__SELECTED TEXT__:
[Linux-cluster] dlm and IO speed problem <er, might wanna get a coffee first ; )>

Fri Apr 11 15:28:37 UTC 2008

christopher barry wrote:
> On Tue, 2008-04-08 at 09:37 -0500, Wendy Cheng wrote:
>   
>> gordan at bobich.net wrote:
>>     
>>>       
>>>> my setup:
>>>> 6 rh4.5 nodes, gfs1 v6.1, behind redundant LVS directors. I know it's
>>>> not new stuff, but corporate standards dictated the rev of rhat.
>>>>         
>>> [...]
>>>       
>>>> I'm noticing huge differences in compile times - or any home file access
>>>> really - when doing stuff in the same home directory on the gfs on
>>>> different nodes. For instance, the same compile on one node is ~12
>>>> minutes - on another it's 18 minutes or more (not running concurrently).
>>>> I'm also seeing weird random pauses in writes, like saving a file in vi,
>>>> what would normally take less than a second, may take up to 10 seconds.
>>>>         
>
> Anyway, thought I would re-connect to you all and let you know how this
> worked out. We ended up scrapping gfs. Not because it's not a great fs,
> but because I was using it in a way that was playing to it's weak
> points. I had a lot of time and energy invested in it, and it was hard
> to let it go. Turns out that connecting to the NetApp filer via nfs is
> faster for this workload. I couldn't believe it either, as my bonnie and
> dd type tests showed gfs to be faster. But for the use case of large
> sets of very small files, and lots of stats going on, gfs simply cannot
> compete with NetApp's nfs implementation. GFS is an excellent fs, and it
> has it's place in the landscape - but for a development build system,
> the NetApp is simply phenomenal.
>   

Assuming you run both configurations (nfs-wafl vs. gfs-san) on the very 
same netapp box (?) ...

__SUPPLIED MATERIAL__:

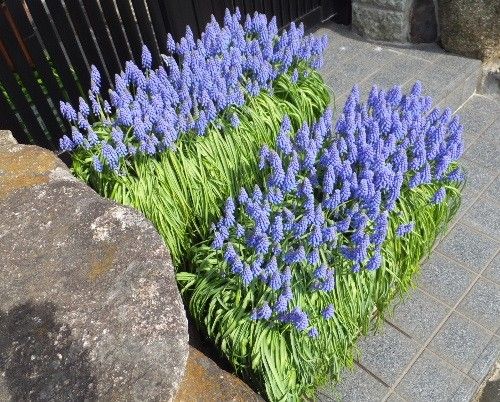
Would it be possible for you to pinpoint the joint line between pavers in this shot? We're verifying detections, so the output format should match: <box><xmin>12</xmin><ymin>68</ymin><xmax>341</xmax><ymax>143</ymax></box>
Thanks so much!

__DESCRIPTION OF THE TASK__:
Rework the stretch of the GFS speed thread from "[Linux-cluster] dlm and" through "rev of rhat.", putting "company policy" in place of "corporate standards". The listing has no role in any of this.

__OUTPUT FOR THIS TASK__:
[Linux-cluster] dlm and IO speed problem <er, might wanna get a coffee first ; )>

Fri Apr 11 15:28:37 UTC 2008

christopher barry wrote:
> On Tue, 2008-04-08 at 09:37 -0500, Wendy Cheng wrote:
>   
>> gordan at bobich.net wrote:
>>     
>>>       
>>>> my setup:
>>>> 6 rh4.5 nodes, gfs1 v6.1, behind redundant LVS directors. I know it's
>>>> not new stuff, but company policy dictated the rev of rhat.